— PAGE TEXT —
******

Something like that occurred in Germany in 1934. Adolf Hitler had very recently come to power to massive acclamation. From the outset he left no doubt as to what he intended—the aim of his Kampf. For him and his compatriots in the National-Socialist movement, it was about the purity and the possibilities of the German race embodied in the German people. That must be strengthened and maintained. To that end, every element alien to this race must be eliminated, including, specifically, the Jews. As representatives of a different race, they should have no home in Hitler’s Germany.
Among his efforts, Hitler intended to involve the churches, beginning with the Protestants. He succeeded. A unified structure was instituted. The German Evangelical Church (an umbrella organization of a number of regional churches) came under the control of the state. A “bishop,” a henchman of Hitler, became the central leader. A new ecclesiastical rule was instituted on the order of the new powers, one that determined that Jews (Jewish Christians) could no longer be church members in a real sense. Enthusiasm for the “new Germany” also reigned among German Protestants. A group who called themselves “German Christians” (and of whom representatives had in the meantime taken all the leading positions via ecclesiastical elections) declared the complete agreement between Christian faith and National Socialism. Had the difference between races not been given in God’s creation? In the rise of Hitler, one saw a great event, a new opportunity given by God, for the German people and for the church.
Still, this did not happen without resistance. A church conflict broke out in Germany. A small minority protested. They organized themselves within the German Evangelical Church as a particular, alternative church body: the “Confessing Church.” In May 1934, this “Confessing Church” held a first synod, in Barmen. There a declaration was accepted in which the view of the “German Christians”—and hence implicitly National Socialism—was rejected. The declaration consisted of six theses, each beginning with a positive confession and continuing with the rejection of what was called a “false teaching.”

******

— LISTED ENTRIES —
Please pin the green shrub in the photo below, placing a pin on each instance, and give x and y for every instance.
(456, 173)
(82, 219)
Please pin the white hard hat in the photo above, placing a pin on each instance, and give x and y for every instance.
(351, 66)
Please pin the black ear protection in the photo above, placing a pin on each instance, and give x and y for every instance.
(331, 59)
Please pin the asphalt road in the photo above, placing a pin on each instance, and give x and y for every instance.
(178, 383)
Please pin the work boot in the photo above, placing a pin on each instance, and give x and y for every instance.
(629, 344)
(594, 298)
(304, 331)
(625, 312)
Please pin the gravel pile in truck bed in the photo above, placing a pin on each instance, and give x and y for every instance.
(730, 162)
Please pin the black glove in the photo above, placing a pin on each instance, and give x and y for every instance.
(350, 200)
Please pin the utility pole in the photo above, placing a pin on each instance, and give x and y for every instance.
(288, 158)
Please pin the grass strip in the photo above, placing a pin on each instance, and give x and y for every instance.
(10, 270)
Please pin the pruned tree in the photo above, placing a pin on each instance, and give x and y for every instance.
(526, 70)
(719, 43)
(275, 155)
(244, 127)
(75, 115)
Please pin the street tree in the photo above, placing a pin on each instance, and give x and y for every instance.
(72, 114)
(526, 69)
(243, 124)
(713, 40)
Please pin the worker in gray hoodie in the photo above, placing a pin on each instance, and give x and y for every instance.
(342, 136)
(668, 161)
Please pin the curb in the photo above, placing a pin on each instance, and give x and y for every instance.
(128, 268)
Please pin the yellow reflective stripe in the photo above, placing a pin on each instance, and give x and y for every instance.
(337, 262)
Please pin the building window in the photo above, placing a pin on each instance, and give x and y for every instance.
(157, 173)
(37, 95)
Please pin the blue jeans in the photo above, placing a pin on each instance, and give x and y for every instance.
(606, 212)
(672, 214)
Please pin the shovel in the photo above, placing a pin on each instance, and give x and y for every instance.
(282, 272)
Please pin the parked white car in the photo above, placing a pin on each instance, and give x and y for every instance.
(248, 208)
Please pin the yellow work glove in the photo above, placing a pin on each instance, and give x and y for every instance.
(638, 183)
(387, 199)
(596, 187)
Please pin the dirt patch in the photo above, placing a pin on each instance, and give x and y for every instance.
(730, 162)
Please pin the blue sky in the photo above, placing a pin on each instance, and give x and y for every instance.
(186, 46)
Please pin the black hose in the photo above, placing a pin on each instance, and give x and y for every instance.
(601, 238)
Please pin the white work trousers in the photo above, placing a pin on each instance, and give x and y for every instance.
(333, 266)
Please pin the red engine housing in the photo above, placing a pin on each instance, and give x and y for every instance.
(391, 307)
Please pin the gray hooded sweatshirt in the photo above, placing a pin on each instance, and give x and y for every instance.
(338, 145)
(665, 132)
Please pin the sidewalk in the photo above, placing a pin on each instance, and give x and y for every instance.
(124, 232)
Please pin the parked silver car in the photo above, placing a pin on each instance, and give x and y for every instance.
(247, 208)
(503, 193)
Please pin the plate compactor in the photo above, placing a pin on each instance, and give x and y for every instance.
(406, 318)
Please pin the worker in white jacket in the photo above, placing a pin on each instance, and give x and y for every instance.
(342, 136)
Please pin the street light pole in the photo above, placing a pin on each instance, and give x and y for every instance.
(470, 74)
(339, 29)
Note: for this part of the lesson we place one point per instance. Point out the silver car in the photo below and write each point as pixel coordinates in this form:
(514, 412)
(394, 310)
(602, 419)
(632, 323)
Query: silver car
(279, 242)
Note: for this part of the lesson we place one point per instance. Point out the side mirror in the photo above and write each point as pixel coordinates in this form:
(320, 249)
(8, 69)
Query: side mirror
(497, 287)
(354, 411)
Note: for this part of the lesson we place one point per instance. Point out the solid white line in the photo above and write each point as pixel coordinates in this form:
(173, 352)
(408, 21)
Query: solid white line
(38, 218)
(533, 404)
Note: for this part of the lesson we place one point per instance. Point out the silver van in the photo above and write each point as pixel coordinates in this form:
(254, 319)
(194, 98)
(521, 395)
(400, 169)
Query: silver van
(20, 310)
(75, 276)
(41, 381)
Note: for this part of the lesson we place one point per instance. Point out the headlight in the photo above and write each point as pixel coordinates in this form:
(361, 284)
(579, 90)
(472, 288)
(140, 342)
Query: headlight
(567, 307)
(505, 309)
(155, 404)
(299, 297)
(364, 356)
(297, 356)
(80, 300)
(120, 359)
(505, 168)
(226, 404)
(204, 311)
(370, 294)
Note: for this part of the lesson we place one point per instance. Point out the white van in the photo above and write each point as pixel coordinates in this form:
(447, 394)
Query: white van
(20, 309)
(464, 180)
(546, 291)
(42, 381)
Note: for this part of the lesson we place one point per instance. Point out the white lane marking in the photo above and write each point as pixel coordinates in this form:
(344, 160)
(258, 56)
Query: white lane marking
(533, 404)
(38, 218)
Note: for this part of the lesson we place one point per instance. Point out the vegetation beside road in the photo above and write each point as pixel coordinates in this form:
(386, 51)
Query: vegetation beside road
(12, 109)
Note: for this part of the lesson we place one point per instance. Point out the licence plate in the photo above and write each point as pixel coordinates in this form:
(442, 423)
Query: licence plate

******

— EXERCISE REQUIREMENTS —
1. Gather every line of the entries that contains the word "parked".
2. Extend the passage on the German church conflict of 1934, continuing after its final sentence.

— ANSWERS IN ORDER —
1.
Please pin the parked white car in the photo above, placing a pin on each instance, and give x and y for every instance.
Please pin the parked silver car in the photo above, placing a pin on each instance, and give x and y for every instance.

2.
The main author of the declaration was the Swiss theologian Karl Barth, active in Germany beginning in 1921.
1.2 The Barmen Declaration
The first thesis puts it strikingly:
Jesus Christ, as he is testified to us in the Holy Scripture, is the one Word of God, whom we are to hear, whom we are to trust and obey in life and in death. We repudiate the false teaching that the church can and must recognize yet other happenings and powers, images and truths as divine revelation alongside this one Word of God, as a source of her preaching.1
It is not said in so many words that the events of 1934 with the rise of Hitler as the new leader (Führer) are what is meant concretely by the last part. But at the time it would have been clear to everyone.
Consequences are drawn in the theses that follow. They speak of obedience to Christ as valid for all of life, the organization of the church, the relation of church and state, and the freedom of the church in the fulfillment of her task. No area falls outside obedience to Christ, including politics and society. The organization of the church, or the formation of its leadership, cannot and may not be left to a particular politics or worldviews that may dominate at a given moment. The state, an instrument given by God in the aid of justice and peace, exceeds its authority if it would regulate all of life and society and thus, as it were, itself becomes “church.” The church retains its peculiar task over and against the state reminding rulers (and the ruled!) of God’s kingdom and command; it may not allow itself to be co-opted by political powers as an “organ of the state.”
However generally formulated, the conditions of the time stand in the background of these theses. It was the pretension of the National Socialist state to regulate all of life and society, including one’s philosophy of life. State policy had as its goal, the co-optation of the church. And there was a readiness within the church itself to allow that to happen. A church that allows itself to be co-opted apparently gets wonderful opportunities and an influential position in the society. But it has become speechless as far as its real task is concerned. In 1934 that was the case.
We already saw that the synod of Barmen represented only a small minority of the German Evangelical Church and of the German people as a whole. Afterwards, the German resistance to Hitler found in it its source of inspiration, but that resistance was never very successful. Only later, was the Barmen Declaration recognized by many as a clarifying and guiding word, as an authentic witness of the Church of Christ and thus also as important in new situations.
1.3 The Theology of Karl Barth
As said before, the main author of the draft Barmen text was Karl Barth.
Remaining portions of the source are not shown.